AbBOI, s. m. On disoit autrefois abay. Le cri d’un chien. Latratus. Ce mot est factice & formé sur le son des chiens qui crient, ou abboyent. L’abboi des chiens fait connoître le lieu où est le gibier. L’abboi des chiens fait connoître le lieu où est le gibier. L’abboi des mâtins est leur cri, quand ils sentent le loup, ou quelque chose d’étrange autour de la maison. Au premier abboi que fait le limier, le loup sort de son liteau. Salin.

On dit provèrbialement, Tenir quelqu’un en Abboi ; pour dire, repaître de vaines espérances.

Aboi, se dit aussi de l’extrémité où est réduit le cèrf sur ses fins ; car alors on dit, qu’il est aux abbois, qu’il ne peut plus courir,


qu’il manque de force & de courage. Ultima cervi deficientis necessitas. On ne s’en sèrt dans ce sens qu’au pluriel.

Abboi, se dit figurément de l’homme, & signifie l’agonie, ou la dernière extrémité. Il est réduit aux abois ; c’est-à-dire, il se meurt. Animam agere, expirare. On dit aussi qu’une place est aux abois, lorsqu’elle ne peut plus tenir, & qu’elle est sur le point de se rendre ; qu’un procès est aux abois, quand il est presque jugé ou perdu ; qu’une fidélité est aux abois, lorsqu’elle est presque vaincuë, & qu’elle est prête à succomber. Extremæ, summæ angustiæ. On y voit tous les jours l’innocence aux abois. Boil.

AbBOYEMENT. s. m. Le cri du chien. Latratus. Les longs & affreux abboyemens des chiens ont troublé mon sommeil.

> [Entrées de données]:
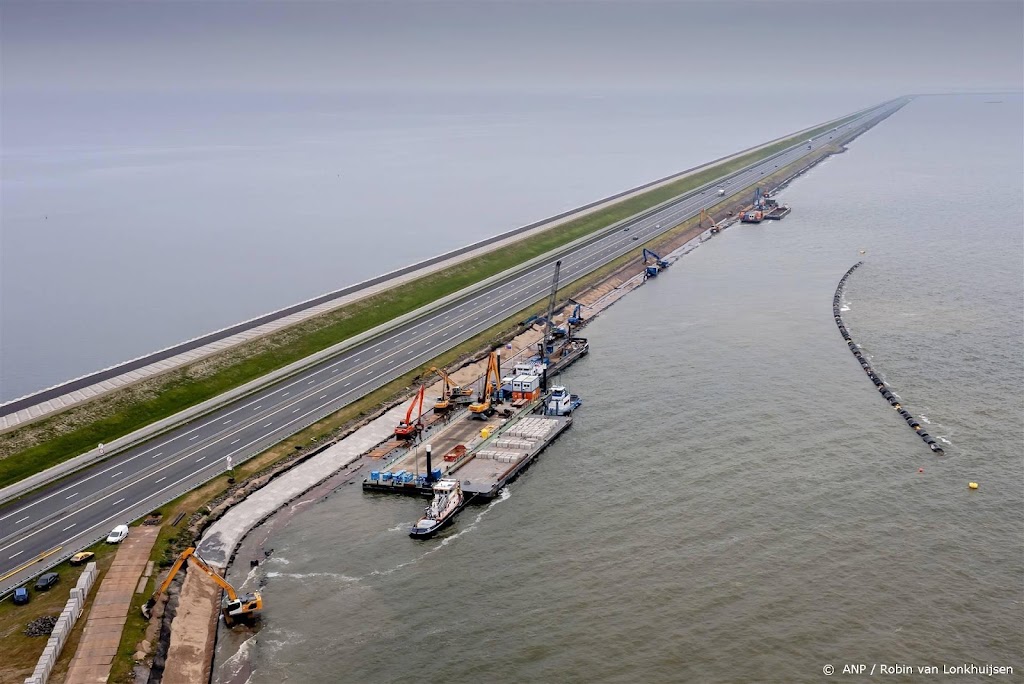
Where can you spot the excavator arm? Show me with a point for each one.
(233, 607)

* * *

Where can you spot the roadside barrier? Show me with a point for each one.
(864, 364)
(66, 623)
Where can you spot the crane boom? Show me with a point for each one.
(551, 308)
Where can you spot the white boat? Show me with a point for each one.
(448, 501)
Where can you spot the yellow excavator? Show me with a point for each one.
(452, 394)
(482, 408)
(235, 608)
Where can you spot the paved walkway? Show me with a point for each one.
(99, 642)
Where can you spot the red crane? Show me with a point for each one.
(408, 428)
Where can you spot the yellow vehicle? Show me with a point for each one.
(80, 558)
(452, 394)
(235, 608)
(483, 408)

* * *

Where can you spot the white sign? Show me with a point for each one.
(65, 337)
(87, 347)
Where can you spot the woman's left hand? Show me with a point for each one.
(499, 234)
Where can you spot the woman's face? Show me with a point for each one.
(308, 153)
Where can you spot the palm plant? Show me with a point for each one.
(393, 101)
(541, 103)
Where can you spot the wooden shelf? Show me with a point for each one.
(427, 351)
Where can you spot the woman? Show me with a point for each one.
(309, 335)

> [Consigne]:
Recopiez le passage du texte fourni compris entre « Abboi, se dit » et « aux abois. Boil. », bornes incluses, en substituant « différend » à « procès ».

> [Solution]:
Abboi, se dit figurément de l’homme, & signifie l’agonie, ou la dernière extrémité. Il est réduit aux abois ; c’est-à-dire, il se meurt. Animam agere, expirare. On dit aussi qu’une place est aux abois, lorsqu’elle ne peut plus tenir, & qu’elle est sur le point de se rendre ; qu’un différend est aux abois, quand il est presque jugé ou perdu ; qu’une fidélité est aux abois, lorsqu’elle est presque vaincuë, & qu’elle est prête à succomber. Extremæ, summæ angustiæ. On y voit tous les jours l’innocence aux abois. Boil.